[Exercise details] Copy the entries from their first line through the line containing "[23,226,109,249]", including both of those lines. Leave all other text unchanged, but raise every bounding box coordinate in the answers by 31.

++++ Extracted data

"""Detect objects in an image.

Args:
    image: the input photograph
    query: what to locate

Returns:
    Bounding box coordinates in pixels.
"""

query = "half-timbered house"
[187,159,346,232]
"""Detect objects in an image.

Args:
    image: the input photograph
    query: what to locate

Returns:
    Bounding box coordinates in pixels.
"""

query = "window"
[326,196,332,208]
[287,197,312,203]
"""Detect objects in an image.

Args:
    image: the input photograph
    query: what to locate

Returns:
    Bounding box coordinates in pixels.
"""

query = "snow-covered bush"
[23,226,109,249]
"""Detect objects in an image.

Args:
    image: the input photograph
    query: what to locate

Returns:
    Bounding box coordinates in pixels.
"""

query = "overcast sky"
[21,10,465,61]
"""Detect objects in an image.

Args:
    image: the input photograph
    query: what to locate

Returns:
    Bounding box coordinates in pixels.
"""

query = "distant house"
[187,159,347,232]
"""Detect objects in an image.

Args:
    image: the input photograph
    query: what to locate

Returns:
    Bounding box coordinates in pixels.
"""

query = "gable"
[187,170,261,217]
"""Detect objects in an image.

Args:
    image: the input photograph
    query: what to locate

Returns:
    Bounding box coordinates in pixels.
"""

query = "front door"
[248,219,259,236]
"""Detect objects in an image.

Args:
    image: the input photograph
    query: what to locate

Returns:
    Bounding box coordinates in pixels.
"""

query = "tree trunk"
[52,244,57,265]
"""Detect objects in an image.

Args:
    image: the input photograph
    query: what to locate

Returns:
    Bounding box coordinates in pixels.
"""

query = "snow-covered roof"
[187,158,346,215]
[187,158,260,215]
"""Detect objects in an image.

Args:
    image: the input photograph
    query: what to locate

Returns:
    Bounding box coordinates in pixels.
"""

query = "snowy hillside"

++++++++

[In response]
"""Detect objects in an image.

Args:
    image: the input photograph
    query: what to locate

Returns:
    Bounding box coordinates in pixels.
"""

query = "half-timbered house"
[218,190,377,263]
"""Detect objects in an image.

Args:
    image: the input photograph
    query: what to locate

Returns:
    Bounding box coordinates in pixels.
"""

query = "window"
[357,227,363,239]
[318,228,343,234]
"""Detect objects in an image.

Args:
    image: the input photograph
    query: what to locate

Returns:
    Bounding box coordinates in pixels.
"""

query = "snow-covered bush"
[54,257,140,280]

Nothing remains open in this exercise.